◆ **What to do**:
Find each line in the records that contains the word "clicks", and copy those lines out in full.

◆ **Input data**:
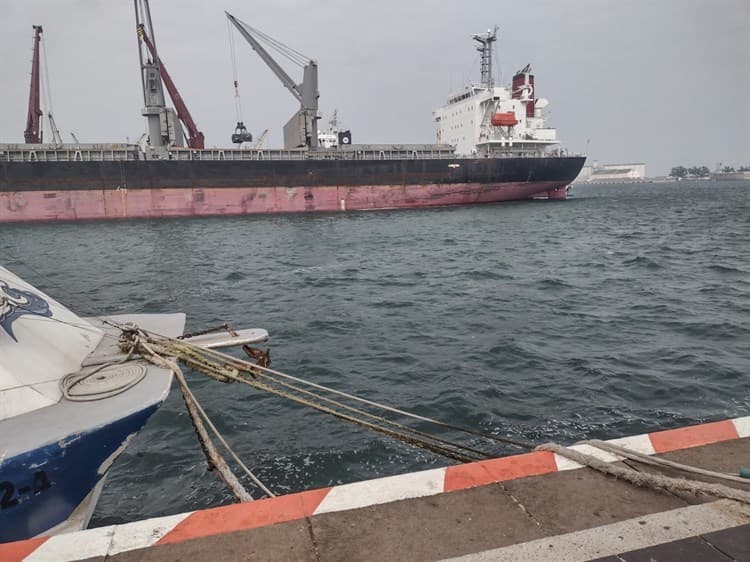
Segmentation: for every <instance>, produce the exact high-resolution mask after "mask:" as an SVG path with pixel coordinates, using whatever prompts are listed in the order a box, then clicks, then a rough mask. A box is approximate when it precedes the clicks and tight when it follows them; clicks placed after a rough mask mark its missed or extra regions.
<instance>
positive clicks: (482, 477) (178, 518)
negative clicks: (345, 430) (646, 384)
mask: <svg viewBox="0 0 750 562" xmlns="http://www.w3.org/2000/svg"><path fill="white" fill-rule="evenodd" d="M742 437H750V416H748V417H743V418H737V419H734V420H725V421H720V422H713V423H707V424H702V425H697V426H692V427H685V428H680V429H671V430H666V431H660V432H655V433H650V434H643V435H635V436H630V437H624V438H619V439H612V440H610V441H609V442H611V443H613V444H616V445H620V446H623V447H627V448H629V449H633V450H635V451H638V452H641V453H644V454H655V453H664V452H668V451H676V450H679V449H687V448H690V447H696V446H700V445H708V444H711V443H718V442H721V441H727V440H731V439H737V438H742ZM572 448H573V449H576V450H579V451H581V452H584V453H587V454H592V455H594V456H596V457H597V458H600V459H602V460H604V461H607V462H612V461H614V460H618V457H617V456H615V455H612V454H610V453H607V452H605V451H601V450H599V449H595V448H592V447H590V446H588V445H584V444H582V445H574V446H573V447H572ZM577 468H580V465H578V464H577V463H574V462H572V461H570V460H568V459H564V458H562V457H559V456H557V455H555V454H553V453H550V452H546V451H545V452H542V451H537V452H533V453H526V454H521V455H514V456H510V457H502V458H498V459H491V460H487V461H481V462H476V463H470V464H463V465H457V466H449V467H447V468H439V469H433V470H427V471H422V472H415V473H410V474H402V475H397V476H389V477H386V478H379V479H376V480H369V481H364V482H356V483H352V484H344V485H342V486H335V487H333V488H323V489H319V490H310V491H306V492H301V493H297V494H289V495H286V496H280V497H276V498H270V499H266V500H257V501H253V502H248V503H244V504H233V505H229V506H224V507H218V508H212V509H206V510H201V511H196V512H189V513H181V514H178V515H174V516H168V517H160V518H154V519H148V520H145V521H138V522H135V523H128V524H125V525H115V526H110V527H102V528H99V529H91V530H88V531H79V532H77V533H69V534H65V535H57V536H55V537H51V538H44V537H42V538H36V539H30V540H27V541H19V542H15V543H6V544H0V560H2V561H3V562H6V561H7V562H21V561H37V562H47V561H53V560H54V561H56V562H62V561H65V560H79V559H81V558H87V557H96V556H106V555H108V554H109V555H113V554H117V553H120V552H127V551H130V550H135V549H139V548H146V547H149V546H152V545H154V544H156V545H160V544H171V543H177V542H181V541H185V540H190V539H197V538H200V537H205V536H210V535H219V534H224V533H231V532H234V531H242V530H248V529H255V528H258V527H264V526H267V525H273V524H276V523H283V522H287V521H294V520H299V519H302V518H304V517H310V516H312V515H316V514H321V513H331V512H335V511H345V510H350V509H356V508H361V507H367V506H370V505H376V504H383V503H388V502H393V501H398V500H403V499H409V498H418V497H424V496H430V495H435V494H440V493H442V492H451V491H455V490H464V489H467V488H473V487H476V486H483V485H487V484H492V483H494V482H503V481H507V480H513V479H516V478H525V477H529V476H538V475H543V474H549V473H552V472H557V471H562V470H574V469H577Z"/></svg>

◆ **Response box**:
Segmentation: for every <instance>, produce the exact high-resolution mask after "mask:" as an SVG path with pixel coordinates, using whatever prompts are listed in the order a box, then clicks, then a rough mask. A box is approximate when it precedes the clicks and tight when it follows them; clicks placed after a rough mask mark its missed or extra regions.
positive clicks: (482, 477) (178, 518)
negative clicks: (345, 430) (646, 384)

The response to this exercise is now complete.